- **Page excerpt**:
[ntp:questions] Re: Clock selection?

David L. Mills mills at udel.edu
Mon Jan 19 15:51:15 UTC 2004


David,

The scenario you suggest has been the case many, many times over the
last 20 years, beginning with the DARPA Atlantic SATNET using the
Intelsat IV system and continuing with the UCAR satellite system, as
well as the original Chilean and Australian satellite links. The UCAR
and Australian links were one-way satellite, the other way landline or
undersea cable. The Atlantic SATNET had all sorts of combined
land/sea/satellite paths, some links of which paralleled one of the two
US-Moscow hotlines. (The other uses the Russian Molnyia satellite system
and Ft. Detrick uplink.) NTP was running in all those scenarios using a
variety of selection and clustering algorithms.

The DARPA guys and I have had lots and lots of experience with these
hybrid systems, as well as much experience using the NTP simulator and
space paths beteen moving spacecraft, Earth, Moon and Mars. This
experience was the most important single factor that influenced the
clustering algorithm design and its relative insensitivity to delays.

Once upon a time when the Internet was tiny and slow, delays could be a
useful quality metric, at least when satellite paths were not involved.
Such is no longer the case and now the most important metric is probably
jitter. In many cases reported to this group the major errors are due to
asymmetric paths, but in general it is not possible to measure and
correct errors of this type. However, it is possible to bound these
errors as a function of roundtrip delay as described in the briefing. If
indeed you wanted the lowest possible maximum-error bound rather than
the lowest possible expected (maximum-likelihood) error, then you would
use delay as metric, but the latter using jitter metric is the NTP
design goal.

- **Part of a data file**:
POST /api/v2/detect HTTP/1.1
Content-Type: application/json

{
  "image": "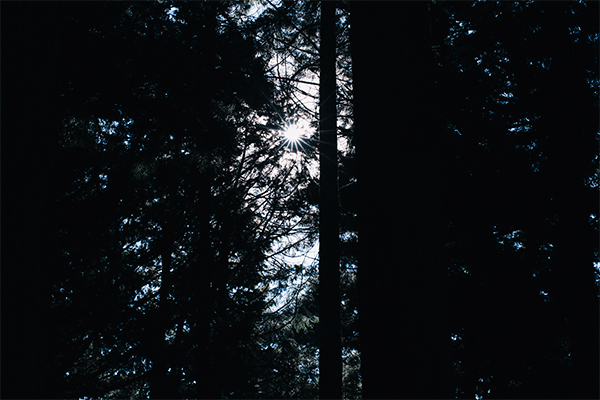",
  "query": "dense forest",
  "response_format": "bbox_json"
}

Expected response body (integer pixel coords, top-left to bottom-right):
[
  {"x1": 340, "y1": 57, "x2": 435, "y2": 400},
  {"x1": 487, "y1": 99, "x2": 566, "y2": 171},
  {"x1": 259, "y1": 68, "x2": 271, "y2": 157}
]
[{"x1": 1, "y1": 0, "x2": 600, "y2": 399}]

- **Problems to work on**:
A: Do these statements agree with the clock selection post? Answer yes or no for each and quote the deciding words. (i) The UCAR and Australian links used satellite in both directions. (ii) One of the two US-Moscow hotlines uses the Russian Molnyia satellite system. (iii) The NTP design goal is the lowest possible maximum-error bound.
B: List every celestial body that the clock selection post names as an endpoint of space paths.
C: Please pick up the clock selection post after its last sentence and write what comes next.

- **Solved problems**:
A:
(i) No: "The UCAR and Australian links were one-way satellite, the other way landline or undersea cable."
(ii) Yes: "(The other uses the Russian Molnyia satellite system and Ft. Detrick uplink.)"
(iii) No: "If indeed you wanted the lowest possible maximum-error bound rather than the lowest possible expected (maximum-likelihood) error, then you would use delay as metric, but the latter using jitter metric is the NTP design goal."

B: Earth, Moon, Mars

C:
As for the original posting, you don't know that the winner selected by
the algorithm contravenes the intended design or not. Selection is a
dynamic process and can change from update to update. Every time a new
update is received the selection algorithm runs with the current
offset/jitter data. To conclude the clustering algorithm is or is not
losing its mind, you have to look at the peerstats data on the occasion
of each update and evaluate the same data the algorithm does. I have
done this many, many times and found many cases where the algorithm
seems to be doing odd things that under analysis were completely correct
according to principle. I'm not interested in replicating your suggested
scenario, since the original poster can do that so easily using the
peerstats data and the algorithms described in the briefing.

Dave 

David J Taylor wrote:
> 
> > David,
> >
> > Not quite. While the list is ordered by increasing stratum/distance, it
> > could be and sometimes happens that the lowest one gets torpedoed as the
> > cluster is whittled down. Selection error as defined in the briefings is
> > the RMS offset differences between a each survivor and all the others.
> >
> > Dave
> 
> Dave,
> 
> OK, thanks for that.  So whilst it may all be working as intended, we do
> have the original poster's observation that the worst server was
> apparently chosen (but of course we didn't see the history of the
> algorithm at work that led up to that decision) and my own observation
> that if I have a mixture of landline and satellite servers, it seems to be
> the satellite servers which are chosen.
> 
> May I suggest that if you have a spare box you might like to try a mixture
> of same-stratum landline (10-40ms delay) and satellite (>150ms) servers,
> see if you get the same effect, and see if it is in accordance with how
> the system should work.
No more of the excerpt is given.